→ **EXERCISE DESCRIPTION**
Retype the following data verbatim, line for line, without changing anything.

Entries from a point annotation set
>> START

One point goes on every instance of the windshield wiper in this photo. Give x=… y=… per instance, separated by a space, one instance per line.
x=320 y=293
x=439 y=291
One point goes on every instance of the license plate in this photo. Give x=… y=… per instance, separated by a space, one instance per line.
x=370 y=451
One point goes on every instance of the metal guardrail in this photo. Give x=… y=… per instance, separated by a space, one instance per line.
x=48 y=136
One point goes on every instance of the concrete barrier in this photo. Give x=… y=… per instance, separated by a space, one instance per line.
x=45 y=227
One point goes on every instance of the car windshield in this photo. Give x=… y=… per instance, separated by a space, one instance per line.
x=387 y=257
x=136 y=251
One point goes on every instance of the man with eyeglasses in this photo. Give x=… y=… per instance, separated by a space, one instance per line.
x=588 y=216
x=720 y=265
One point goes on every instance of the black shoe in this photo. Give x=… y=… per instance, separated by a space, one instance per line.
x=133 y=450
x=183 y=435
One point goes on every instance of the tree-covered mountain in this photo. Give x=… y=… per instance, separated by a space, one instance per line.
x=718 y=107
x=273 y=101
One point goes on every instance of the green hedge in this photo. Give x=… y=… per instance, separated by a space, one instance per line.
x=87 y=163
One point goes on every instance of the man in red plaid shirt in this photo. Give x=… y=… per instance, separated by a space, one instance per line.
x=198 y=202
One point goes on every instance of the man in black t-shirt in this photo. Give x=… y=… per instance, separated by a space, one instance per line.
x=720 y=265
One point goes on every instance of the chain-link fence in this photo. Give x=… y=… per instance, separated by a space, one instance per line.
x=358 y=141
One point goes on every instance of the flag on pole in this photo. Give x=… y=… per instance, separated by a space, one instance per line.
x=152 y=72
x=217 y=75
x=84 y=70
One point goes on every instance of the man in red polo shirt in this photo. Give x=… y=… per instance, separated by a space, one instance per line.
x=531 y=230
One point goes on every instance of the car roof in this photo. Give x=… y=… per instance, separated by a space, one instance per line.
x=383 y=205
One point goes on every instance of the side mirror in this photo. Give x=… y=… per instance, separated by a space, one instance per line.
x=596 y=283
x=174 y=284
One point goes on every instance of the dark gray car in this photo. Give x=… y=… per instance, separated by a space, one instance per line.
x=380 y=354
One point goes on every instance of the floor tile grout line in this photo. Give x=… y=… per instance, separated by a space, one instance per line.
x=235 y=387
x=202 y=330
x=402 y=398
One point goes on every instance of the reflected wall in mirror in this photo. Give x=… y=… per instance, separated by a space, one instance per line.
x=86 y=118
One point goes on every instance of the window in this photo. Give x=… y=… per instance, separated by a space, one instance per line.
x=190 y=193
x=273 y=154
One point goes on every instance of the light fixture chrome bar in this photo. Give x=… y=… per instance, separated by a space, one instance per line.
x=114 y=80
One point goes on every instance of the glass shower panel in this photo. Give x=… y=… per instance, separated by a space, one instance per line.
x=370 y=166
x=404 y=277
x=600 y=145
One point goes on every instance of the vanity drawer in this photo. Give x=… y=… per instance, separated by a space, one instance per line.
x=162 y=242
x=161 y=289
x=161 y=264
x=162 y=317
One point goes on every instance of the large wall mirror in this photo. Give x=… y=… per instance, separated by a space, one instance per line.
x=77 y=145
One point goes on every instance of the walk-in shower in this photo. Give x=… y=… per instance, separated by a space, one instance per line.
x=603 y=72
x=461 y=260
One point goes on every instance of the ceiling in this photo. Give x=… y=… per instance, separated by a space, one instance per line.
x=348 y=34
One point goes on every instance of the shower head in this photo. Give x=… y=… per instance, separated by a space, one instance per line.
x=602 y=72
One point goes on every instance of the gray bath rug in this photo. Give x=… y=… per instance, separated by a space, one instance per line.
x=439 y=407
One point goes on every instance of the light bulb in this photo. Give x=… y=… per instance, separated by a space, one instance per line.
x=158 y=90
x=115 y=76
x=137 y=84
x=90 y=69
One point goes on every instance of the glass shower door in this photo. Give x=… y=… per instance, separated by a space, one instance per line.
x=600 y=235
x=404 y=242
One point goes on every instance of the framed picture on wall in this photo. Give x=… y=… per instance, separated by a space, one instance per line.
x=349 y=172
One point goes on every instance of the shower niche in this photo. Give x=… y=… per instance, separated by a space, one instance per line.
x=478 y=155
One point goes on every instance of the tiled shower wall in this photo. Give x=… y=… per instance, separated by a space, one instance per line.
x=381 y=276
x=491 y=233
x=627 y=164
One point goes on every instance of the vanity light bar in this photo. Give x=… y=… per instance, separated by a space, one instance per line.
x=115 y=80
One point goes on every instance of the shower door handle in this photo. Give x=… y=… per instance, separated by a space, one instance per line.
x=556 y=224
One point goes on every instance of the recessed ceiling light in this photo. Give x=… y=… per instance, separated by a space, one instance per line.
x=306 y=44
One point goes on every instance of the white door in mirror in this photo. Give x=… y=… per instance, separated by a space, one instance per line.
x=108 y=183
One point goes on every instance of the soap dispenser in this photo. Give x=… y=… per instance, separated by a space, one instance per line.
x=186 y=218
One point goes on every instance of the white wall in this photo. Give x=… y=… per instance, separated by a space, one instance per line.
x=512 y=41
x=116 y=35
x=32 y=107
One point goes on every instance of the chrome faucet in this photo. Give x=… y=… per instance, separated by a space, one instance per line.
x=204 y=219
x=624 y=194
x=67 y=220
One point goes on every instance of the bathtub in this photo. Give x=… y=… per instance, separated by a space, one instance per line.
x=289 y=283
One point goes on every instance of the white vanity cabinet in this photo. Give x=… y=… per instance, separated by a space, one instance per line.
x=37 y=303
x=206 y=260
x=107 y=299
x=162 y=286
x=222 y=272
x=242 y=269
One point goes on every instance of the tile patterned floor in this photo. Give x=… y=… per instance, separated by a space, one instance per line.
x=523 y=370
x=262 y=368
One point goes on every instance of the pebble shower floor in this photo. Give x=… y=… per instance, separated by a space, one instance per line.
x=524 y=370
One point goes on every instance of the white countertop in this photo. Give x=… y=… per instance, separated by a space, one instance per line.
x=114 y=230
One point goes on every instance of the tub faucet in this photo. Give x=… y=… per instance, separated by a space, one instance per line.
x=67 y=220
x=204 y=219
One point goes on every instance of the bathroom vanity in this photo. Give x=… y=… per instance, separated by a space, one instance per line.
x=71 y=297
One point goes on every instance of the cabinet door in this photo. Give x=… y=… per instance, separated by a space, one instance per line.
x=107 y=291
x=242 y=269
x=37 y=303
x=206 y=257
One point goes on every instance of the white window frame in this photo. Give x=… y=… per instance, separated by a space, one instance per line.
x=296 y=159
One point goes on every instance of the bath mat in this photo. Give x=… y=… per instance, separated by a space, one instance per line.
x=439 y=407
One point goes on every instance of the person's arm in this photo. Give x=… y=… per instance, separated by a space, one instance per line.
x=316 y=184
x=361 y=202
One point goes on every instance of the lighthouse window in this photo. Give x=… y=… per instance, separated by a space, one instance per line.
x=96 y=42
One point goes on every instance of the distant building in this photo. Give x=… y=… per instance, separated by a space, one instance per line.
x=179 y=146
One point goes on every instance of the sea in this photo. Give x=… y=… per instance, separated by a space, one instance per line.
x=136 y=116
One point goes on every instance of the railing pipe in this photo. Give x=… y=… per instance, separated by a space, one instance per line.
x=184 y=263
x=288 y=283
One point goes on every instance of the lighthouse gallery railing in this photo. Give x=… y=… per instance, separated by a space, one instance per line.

>> END

→ **RESULT FOR THIS EXERCISE**
One point goes on every instance of the windshield wiper in this photo. Give x=… y=… per instance, separated by a space, one instance per line.
x=320 y=293
x=439 y=291
One point goes on every instance of the license plate in this photo. Give x=… y=… per instance, separated by a space, one instance per line.
x=370 y=451
One point goes on every instance of the metal guardrail in this photo. Give x=… y=… per instance, separated by a space, one instance per line.
x=48 y=136
One point goes on every instance of the concrete barrier in this photo. Give x=… y=… per instance, separated by a space, one instance per line.
x=45 y=227
One point goes on every instance of the car windshield in this photo. Give x=… y=… per instance, separated by a space, one instance per line.
x=387 y=257
x=136 y=251
One point goes on every instance of the man with eyeglasses in this photo. Give x=… y=… per instance, separated by a space, one instance per line.
x=588 y=216
x=720 y=265
One point goes on every instance of the black shoe in this photo. Give x=… y=… per instance, separated by a space, one instance per line.
x=133 y=450
x=183 y=435
One point goes on every instance of the tree-covered mountain in this photo. Give x=… y=… per instance, separated by a space, one instance per line.
x=718 y=107
x=273 y=101
One point goes on every instance of the green hedge in this photo. Give x=… y=… per instance, separated by a space, one instance per line.
x=87 y=163
One point goes on every instance of the man in red plaid shirt in this photo. Give x=… y=… per instance, separated by a space, one instance per line.
x=198 y=202
One point goes on every instance of the man in black t-shirt in this photo. Give x=… y=… per instance, separated by a space, one instance per line.
x=720 y=265
One point goes on every instance of the chain-link fence in this photo. Give x=… y=… per instance, separated by a space, one instance per line.
x=358 y=141
One point goes on every instance of the flag on pole in this photo. Give x=… y=… per instance, separated by a space, one instance per line.
x=152 y=72
x=217 y=75
x=84 y=70
One point goes on every instance of the man in red polo shirt in this photo. Give x=… y=… per instance, separated by a space, one instance per line.
x=531 y=230
One point goes on every instance of the car roof in this photo. Give x=… y=… per instance, separated by a space, one instance per line.
x=383 y=205
One point goes on every instance of the side mirror in this photo. Give x=… y=… per instance, separated by a space, one instance per line.
x=596 y=283
x=174 y=284
One point goes on every instance of the dark gray car in this photo. Give x=… y=… per instance, separated by a space, one instance per line.
x=380 y=354
One point goes on every instance of the floor tile grout line in this photo. Give x=… y=… per instance, separated by a space, one instance per line.
x=235 y=387
x=202 y=330
x=402 y=398
One point goes on every instance of the reflected wall in mirror in this photo. Give x=… y=… per instance, separated by a space, one instance per line.
x=86 y=118
One point goes on every instance of the window in this photo. Give x=… y=… per instance, separated by a space, one instance per line.
x=190 y=193
x=273 y=154
One point goes on every instance of the light fixture chrome bar in this photo. Give x=… y=… per instance, separated by a space, one instance per line.
x=114 y=80
One point goes on every instance of the glass shower panel in this photo. Give x=… y=… per instance, separated by a space, one instance per line.
x=370 y=166
x=404 y=277
x=600 y=145
One point goes on every instance of the vanity drawer in this photo. Give x=… y=… per instance, separated by a space, one instance per line.
x=162 y=242
x=161 y=289
x=161 y=264
x=162 y=317
One point goes on every instance of the large wall mirror in this photo. Give x=… y=… per instance, separated by a space, one instance per line.
x=77 y=145
One point goes on every instance of the walk-in shower in this photo. Give x=… y=… per instance, separated by a space, one instance per line.
x=603 y=72
x=461 y=260
One point goes on every instance of the ceiling in this photo. Give x=… y=… per instance, separated by a space, one instance per line.
x=348 y=34
One point goes on every instance of the shower head in this photo. Give x=… y=… per instance, separated by a space, one instance per line.
x=602 y=72
One point goes on every instance of the gray bath rug in this photo. Give x=… y=… per instance, separated by a space, one instance per line.
x=439 y=407
One point goes on every instance of the light bulb in this photo. Give x=… y=… per instance, separated by a space, one instance per line.
x=158 y=90
x=115 y=76
x=137 y=84
x=90 y=69
One point goes on every instance of the glass shower door in this photo. Give x=… y=… per instance, separated by a space, one instance per line.
x=600 y=235
x=404 y=242
One point goes on every instance of the framed picture on wall in this photo. Give x=… y=… per instance, separated by a space, one instance per line.
x=349 y=172
One point goes on every instance of the shower niche in this photo. Give x=… y=… per instance, separated by a space, one instance per line.
x=478 y=155
One point goes on every instance of the tiled shower wall in this photo. Give x=… y=… per instance, separated by a space, one instance per line.
x=381 y=276
x=491 y=233
x=627 y=164
One point goes on every instance of the vanity light bar in this photo. Give x=… y=… per instance, separated by a space, one instance per line.
x=115 y=80
One point goes on every instance of the shower door handle in this photo. Give x=… y=… per instance, separated by a space, one instance per line.
x=556 y=224
One point goes on every instance of the recessed ceiling light in this photo. Give x=… y=… per instance, separated by a space, one instance per line.
x=306 y=44
One point goes on every instance of the white door in mirror in this photo. Give x=… y=… per instance, separated by a space, one instance per line.
x=108 y=183
One point goes on every instance of the soap dispenser in this photo. Give x=… y=… per instance, separated by a space, one instance per line.
x=186 y=218
One point goes on every instance of the white wall in this photo. Give x=… y=… per instance, separated by a space, one instance per line.
x=512 y=41
x=116 y=35
x=32 y=107
One point goes on every instance of the chrome faucet in this photo. Give x=… y=… per instance, separated by a space, one instance per line.
x=204 y=219
x=624 y=194
x=67 y=220
One point goes on every instance of the bathtub in this photo. Give x=… y=… per instance, separated by a space, one instance per line.
x=289 y=283
One point goes on every instance of the white vanity cabinet in this photo. Give x=… y=… per instance, separated by a space, one instance per line.
x=37 y=303
x=206 y=260
x=107 y=299
x=162 y=286
x=222 y=272
x=242 y=269
One point goes on every instance of the tile patterned floor in this photo. Give x=… y=… per instance, separated by a space, one instance per line.
x=523 y=370
x=262 y=368
One point goes on every instance of the pebble shower floor in this photo. Give x=… y=… per instance, separated by a space, one instance per line.
x=524 y=370
One point goes on every instance of the white countertop in this photo. Give x=… y=… per instance, separated by a space, one instance per line.
x=114 y=230
One point goes on every instance of the tub faucet in this photo. Give x=… y=… per instance, separated by a space, one instance per line.
x=67 y=220
x=204 y=219
One point goes on every instance of the bathroom vanity in this photo. Give x=… y=… per instance, separated by a space, one instance per line.
x=71 y=297
One point goes on every instance of the cabinet door in this photo. Give x=… y=… per instance, separated by a space, one instance per line.
x=107 y=291
x=242 y=269
x=37 y=303
x=206 y=257
One point goes on every instance of the white window frame in this photo. Give x=… y=… per instance, separated by a space, one instance per line.
x=296 y=159
One point goes on every instance of the bath mat in this photo. Give x=… y=… per instance, separated by a space, one instance per line.
x=439 y=407
One point goes on every instance of the person's arm in this photo. Give x=… y=… per instance, separated by a space, one instance per line.
x=316 y=184
x=361 y=202
One point goes on every instance of the lighthouse window in this photo. Give x=… y=… per instance, separated by a space, one instance per line.
x=96 y=42
One point goes on every instance of the distant building in this photo. Give x=… y=… per instance, separated by a space, one instance per line.
x=179 y=146
One point goes on every instance of the sea in this photo. Give x=… y=… per instance, separated by a space, one instance per line.
x=136 y=116
One point goes on every instance of the railing pipe in this photo. Give x=… y=… per instance, separated by a space, one instance per line.
x=184 y=263
x=288 y=283
One point goes on every instance of the lighthouse gallery railing in this photo. Give x=… y=… per instance, separated by a space, one instance per line.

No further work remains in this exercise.